┌────────

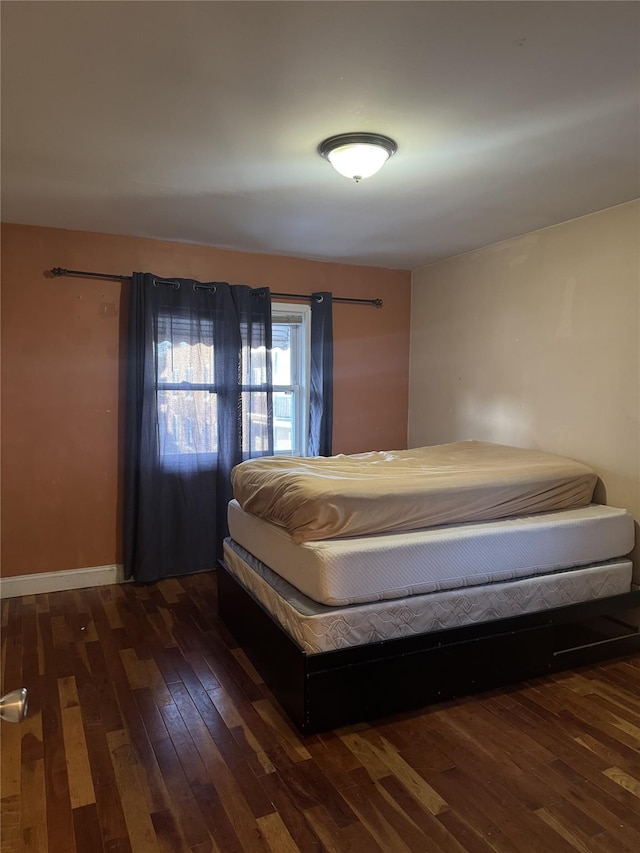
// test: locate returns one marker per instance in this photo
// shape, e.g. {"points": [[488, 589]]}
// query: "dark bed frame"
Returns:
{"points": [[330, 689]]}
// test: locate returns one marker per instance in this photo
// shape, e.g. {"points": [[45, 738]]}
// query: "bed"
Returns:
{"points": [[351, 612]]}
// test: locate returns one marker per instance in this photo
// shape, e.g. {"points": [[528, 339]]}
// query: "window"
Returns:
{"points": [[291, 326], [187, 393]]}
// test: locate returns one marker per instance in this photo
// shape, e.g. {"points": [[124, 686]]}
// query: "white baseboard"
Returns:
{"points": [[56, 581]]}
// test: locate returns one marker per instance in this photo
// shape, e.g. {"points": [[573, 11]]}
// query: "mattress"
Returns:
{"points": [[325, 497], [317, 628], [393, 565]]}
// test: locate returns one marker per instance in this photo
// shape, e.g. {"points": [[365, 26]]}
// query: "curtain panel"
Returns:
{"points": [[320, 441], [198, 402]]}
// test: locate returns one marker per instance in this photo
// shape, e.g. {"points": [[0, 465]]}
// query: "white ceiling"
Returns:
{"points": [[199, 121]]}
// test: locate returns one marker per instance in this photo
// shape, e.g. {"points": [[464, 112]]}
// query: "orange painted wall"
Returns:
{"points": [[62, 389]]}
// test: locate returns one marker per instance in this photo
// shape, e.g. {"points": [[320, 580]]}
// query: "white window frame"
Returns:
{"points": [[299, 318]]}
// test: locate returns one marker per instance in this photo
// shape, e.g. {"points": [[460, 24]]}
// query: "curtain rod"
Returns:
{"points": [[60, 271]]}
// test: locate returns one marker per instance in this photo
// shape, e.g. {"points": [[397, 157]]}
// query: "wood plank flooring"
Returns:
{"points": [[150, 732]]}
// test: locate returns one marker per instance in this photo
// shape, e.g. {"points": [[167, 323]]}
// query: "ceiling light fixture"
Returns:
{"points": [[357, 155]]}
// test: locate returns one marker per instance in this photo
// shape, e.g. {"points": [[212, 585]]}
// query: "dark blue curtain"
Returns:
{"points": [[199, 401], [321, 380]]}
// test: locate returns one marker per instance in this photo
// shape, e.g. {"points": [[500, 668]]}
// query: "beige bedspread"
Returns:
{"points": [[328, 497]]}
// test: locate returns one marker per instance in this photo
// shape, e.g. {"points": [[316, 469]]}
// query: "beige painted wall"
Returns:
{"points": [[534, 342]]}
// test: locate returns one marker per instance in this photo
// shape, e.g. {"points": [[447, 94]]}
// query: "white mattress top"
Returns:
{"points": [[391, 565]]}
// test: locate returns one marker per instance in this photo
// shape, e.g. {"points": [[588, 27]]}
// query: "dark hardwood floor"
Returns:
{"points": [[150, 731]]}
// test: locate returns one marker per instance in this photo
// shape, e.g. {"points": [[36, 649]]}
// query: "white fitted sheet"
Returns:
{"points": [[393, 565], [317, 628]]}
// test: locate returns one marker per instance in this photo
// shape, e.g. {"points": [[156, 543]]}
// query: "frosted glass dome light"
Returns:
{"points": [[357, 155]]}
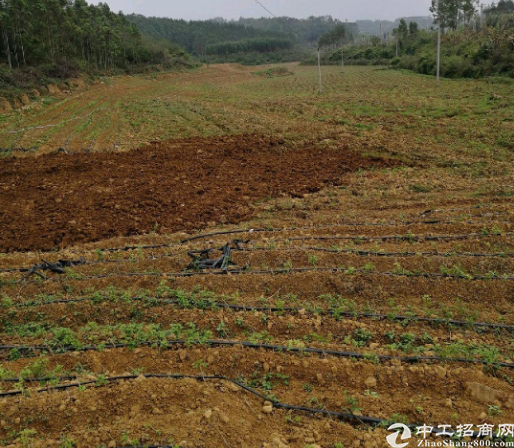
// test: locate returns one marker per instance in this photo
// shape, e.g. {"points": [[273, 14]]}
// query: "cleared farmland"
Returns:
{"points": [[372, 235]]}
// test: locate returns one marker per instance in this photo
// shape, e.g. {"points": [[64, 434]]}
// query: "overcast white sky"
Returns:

└────────

*To be done*.
Using the data above, write out every line exactly, leaving the images behind.

*Response below*.
// test: locate returns one marker per instance in this photo
// shape, e.g. {"points": [[488, 589]]}
// query: "dark bed frame"
Returns:
{"points": [[330, 689]]}
// test: locate returns one marker per instance in this photo
// shape, e.g. {"points": [[45, 738]]}
// query: "bed"
Returns:
{"points": [[351, 612]]}
// test: locate returns one marker per instance in this photo
// shape, e.g. {"points": [[528, 339]]}
// query: "window"
Returns:
{"points": [[291, 326], [187, 393]]}
// test: locate returns one marker per instance in this photo
// shape, e.g. {"points": [[124, 686]]}
// query: "white baseboard"
Returns:
{"points": [[56, 581]]}
// test: locate returns one marker per instance in this photo
// shape, e.g. {"points": [[573, 11]]}
// query: "mattress"
Returns:
{"points": [[325, 497], [317, 628], [393, 565]]}
// test: locate returns one marker per instance in this photo
// shape, e.g. {"points": [[365, 26]]}
// query: "curtain panel"
Returns:
{"points": [[320, 441], [198, 402]]}
// test: locate returns one marker per instance in this photo
// shape, e.g. {"points": [[0, 465]]}
// query: "white ceiling"
Returns:
{"points": [[199, 121]]}
// test: locate returns one marker per instance in this photo
// shape, e.g. {"points": [[464, 112]]}
// query: "orange painted wall"
Returns:
{"points": [[62, 389]]}
// test: locate returns one marker per instance in this photo
// shape, e.g. {"points": [[320, 580]]}
// query: "white window frame"
Returns:
{"points": [[299, 318]]}
// test: locate returns one marker per instance in this photo
// shape, e.g. {"points": [[460, 24]]}
// query: "curtain rod"
Returns:
{"points": [[60, 271]]}
// test: locate returns one marker per instance in this photo
// shape, e.g. {"points": [[397, 157]]}
// query: "wood plank flooring"
Returns:
{"points": [[150, 732]]}
// test: locate returns one marker per instance in this photo
// shape, e.g. {"points": [[167, 323]]}
// query: "ceiling light fixture"
Returns:
{"points": [[357, 155]]}
// test: locate returns one marker per instance in this photo
// shape, e.g. {"points": [[212, 585]]}
// query: "dark blue curtain"
Returns:
{"points": [[199, 401], [321, 380]]}
// test: locate returns one marker per instance in this photo
// shape, e.g. {"points": [[500, 668]]}
// query: "beige bedspread"
Returns:
{"points": [[328, 497]]}
// test: locate returns one marker per instance in this photo
// shape, e.g. {"points": [[316, 469]]}
// query: "beige painted wall"
Returns:
{"points": [[534, 342]]}
// test: locate returns one marker per instance in this photo
// shape, e.g. {"points": [[447, 94]]}
// query: "white mattress top"
Returns:
{"points": [[391, 565]]}
// test: locate returns one marker per instance in this photo
// shape, e.g. {"points": [[588, 27]]}
// query: "dark hardwood floor"
Returns:
{"points": [[150, 731]]}
// test: locate returns one marker per instance in this photo
// shape, e.g. {"points": [[36, 649]]}
// query: "white fitted sheet"
Returns:
{"points": [[393, 565], [317, 628]]}
// test: locate returns one marker per instance in this photo
// shape, e.g. {"points": [[156, 543]]}
// query: "frosted glass dome light"
Returns:
{"points": [[357, 155]]}
// test: locate returns one marker per instance in this photo
// shape, e.g. {"points": [[273, 14]]}
// query: "cleared farmland"
Returns:
{"points": [[372, 235]]}
// test: locate returns one marker per instance in this photo
// shape, e.g. {"points": [[64, 434]]}
// query: "overcast white sky"
Returns:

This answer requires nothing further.